A new problem arises when it’s time to take Abby in for her surgery. She’s scared to be knocked out, she’s scared of every man she sees — she sees her attacker in their faces. And so Jo gathers up all the women of the hospital and they line the hallways that Abby will have to pass through, they fill her OR, they will stand with her so she doesn’t have to be scared anymore. Some scenes from Grey’s stick with you forever, and this is one of those scenes.

After the surgery, and after she and Jo talk about how neither of their traumas is their fault, Abby finally calls her husband and tells him what happened. Abby finally calls the police. It’s only then that she lets go of Jo’s hand.

It’s a brutal patient case to take on for anybody, but it is especially painful for Jo after what she discovered in Pittsburgh.

Jo finds her birth mother Vicki living in a nice suburban house, with two teenagers, a seemingly lovely husband, and a cute dog. The perfect life. Though completely shocked and, let’s be honest, terrified to find the child she left at fire station now on her doorstep, she eventually meets Jo in a nearby diner to have a chat. Jo is angry. When Vicki tells her she gave her up so that Jo could have a better life than what she could give her, Jo laughs. Her life wasn’t better. Her life was full of awful foster homes and living in her car and an abusive husband. She thinks this woman is a monster for being so callous, for simply throwing her away and never once looking for her, for flippantly telling her that her father died 10 years ago in a motorcycle accident, and even that isn’t good enough for her. He deserved to suffer more. Jo’s had enough of the torture until finally Vicki tells her the truth: She was raped by her TA in college while on a date and Jo was the result of that.

I can’t imagine how exhausting it must have been to film this scene. Camilla Luddington and Michelle Forbes rip your heart out over and over again as both women cycle through pain and anger and guilt throughout. And really, there’s no good outcome to this conversation. There’s no healing that will come from it. Vicki will always be dealing with her trauma and with her guilt of resenting Jo, who was and is a reminder of what happened. Jo can never get the happy reunion or any type of closure she may have hoped for from this. It’s all so unbelievably sad, which as you know, is really saying something for this show.

### Your instructions:
Rewrite the part of the Grey's recap that begins at the words "A new problem" and stops after "of those scenes.", substituting "corridors" for "hallways".

### Information supplied:
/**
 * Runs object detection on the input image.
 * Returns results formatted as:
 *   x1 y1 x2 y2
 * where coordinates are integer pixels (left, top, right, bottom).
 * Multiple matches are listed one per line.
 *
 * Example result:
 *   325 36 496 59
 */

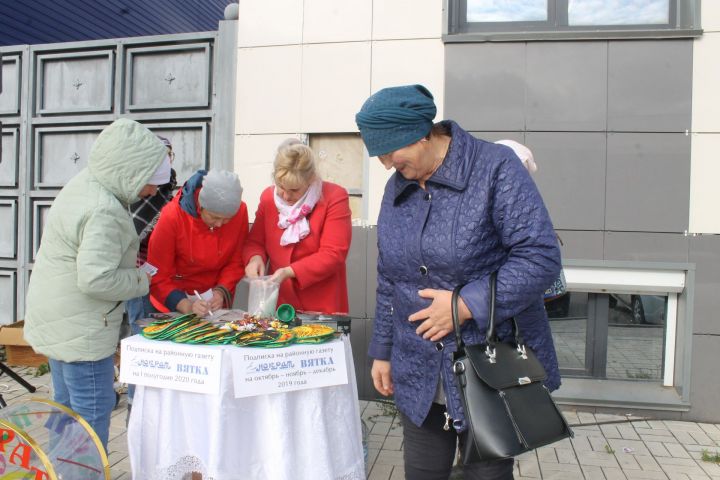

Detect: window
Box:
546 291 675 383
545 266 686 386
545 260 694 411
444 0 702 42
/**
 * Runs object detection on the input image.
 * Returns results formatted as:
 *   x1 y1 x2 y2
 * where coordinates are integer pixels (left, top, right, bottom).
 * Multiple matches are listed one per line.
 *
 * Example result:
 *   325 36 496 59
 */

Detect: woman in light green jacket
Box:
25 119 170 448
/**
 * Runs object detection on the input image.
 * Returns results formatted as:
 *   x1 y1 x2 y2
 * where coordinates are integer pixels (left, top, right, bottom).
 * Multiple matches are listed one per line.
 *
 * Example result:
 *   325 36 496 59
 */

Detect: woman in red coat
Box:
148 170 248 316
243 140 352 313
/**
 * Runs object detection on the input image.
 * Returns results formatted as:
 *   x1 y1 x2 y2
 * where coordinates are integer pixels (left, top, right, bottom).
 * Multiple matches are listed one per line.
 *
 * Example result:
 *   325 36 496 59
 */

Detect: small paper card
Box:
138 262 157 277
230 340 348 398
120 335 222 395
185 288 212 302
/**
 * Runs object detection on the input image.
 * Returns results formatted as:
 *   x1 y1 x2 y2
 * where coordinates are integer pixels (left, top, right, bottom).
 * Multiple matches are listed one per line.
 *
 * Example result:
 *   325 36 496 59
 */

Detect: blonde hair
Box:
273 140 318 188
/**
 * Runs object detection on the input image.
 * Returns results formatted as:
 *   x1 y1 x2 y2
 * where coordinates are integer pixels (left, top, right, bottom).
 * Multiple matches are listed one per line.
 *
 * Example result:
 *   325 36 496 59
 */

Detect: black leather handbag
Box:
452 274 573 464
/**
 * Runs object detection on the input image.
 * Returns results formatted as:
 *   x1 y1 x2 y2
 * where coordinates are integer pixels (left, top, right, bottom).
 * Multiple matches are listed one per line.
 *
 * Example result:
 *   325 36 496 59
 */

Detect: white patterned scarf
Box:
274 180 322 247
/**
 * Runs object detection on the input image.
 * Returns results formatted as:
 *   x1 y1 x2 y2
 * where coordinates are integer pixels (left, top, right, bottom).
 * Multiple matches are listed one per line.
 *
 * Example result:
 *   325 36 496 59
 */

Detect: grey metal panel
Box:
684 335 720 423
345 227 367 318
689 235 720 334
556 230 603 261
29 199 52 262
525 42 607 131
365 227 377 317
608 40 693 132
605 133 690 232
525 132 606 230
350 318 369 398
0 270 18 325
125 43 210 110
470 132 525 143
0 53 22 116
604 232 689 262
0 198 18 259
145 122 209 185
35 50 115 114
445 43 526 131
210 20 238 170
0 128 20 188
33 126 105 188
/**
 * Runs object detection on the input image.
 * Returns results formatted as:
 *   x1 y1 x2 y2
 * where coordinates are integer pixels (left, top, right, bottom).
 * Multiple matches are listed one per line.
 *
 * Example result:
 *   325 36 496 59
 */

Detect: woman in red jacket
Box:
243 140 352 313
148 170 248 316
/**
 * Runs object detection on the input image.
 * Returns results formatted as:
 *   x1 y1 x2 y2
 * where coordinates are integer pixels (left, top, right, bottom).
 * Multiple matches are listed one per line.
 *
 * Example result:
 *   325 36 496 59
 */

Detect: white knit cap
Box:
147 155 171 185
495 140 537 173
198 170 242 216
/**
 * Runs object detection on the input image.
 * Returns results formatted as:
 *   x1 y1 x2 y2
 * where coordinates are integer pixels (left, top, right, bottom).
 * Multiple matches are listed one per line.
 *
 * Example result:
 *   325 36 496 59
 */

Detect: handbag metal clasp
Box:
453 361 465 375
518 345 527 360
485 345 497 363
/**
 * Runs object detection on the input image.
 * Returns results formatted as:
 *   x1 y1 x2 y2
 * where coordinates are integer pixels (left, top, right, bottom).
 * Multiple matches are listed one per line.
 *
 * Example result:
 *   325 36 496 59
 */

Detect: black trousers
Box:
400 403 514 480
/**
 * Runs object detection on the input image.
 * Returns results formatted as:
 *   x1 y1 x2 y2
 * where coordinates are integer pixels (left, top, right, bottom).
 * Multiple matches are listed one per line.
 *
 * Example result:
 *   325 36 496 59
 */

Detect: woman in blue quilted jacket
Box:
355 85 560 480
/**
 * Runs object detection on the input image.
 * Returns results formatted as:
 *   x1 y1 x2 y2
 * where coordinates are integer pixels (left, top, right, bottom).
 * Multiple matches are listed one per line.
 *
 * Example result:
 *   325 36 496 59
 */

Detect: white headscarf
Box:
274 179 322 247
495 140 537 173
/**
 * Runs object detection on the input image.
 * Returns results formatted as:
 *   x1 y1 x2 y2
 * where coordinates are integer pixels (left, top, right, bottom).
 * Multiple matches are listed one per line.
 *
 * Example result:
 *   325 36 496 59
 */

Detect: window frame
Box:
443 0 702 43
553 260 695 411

---

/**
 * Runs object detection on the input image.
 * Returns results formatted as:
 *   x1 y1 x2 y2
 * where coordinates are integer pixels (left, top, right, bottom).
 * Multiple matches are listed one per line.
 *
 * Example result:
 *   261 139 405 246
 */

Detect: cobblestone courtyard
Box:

### Response:
A new problem arises when it’s time to take Abby in for her surgery. She’s scared to be knocked out, she’s scared of every man she sees — she sees her attacker in their faces. And so Jo gathers up all the women of the hospital and they line the corridors that Abby will have to pass through, they fill her OR, they will stand with her so she doesn’t have to be scared anymore. Some scenes from Grey’s stick with you forever, and this is one of those scenes.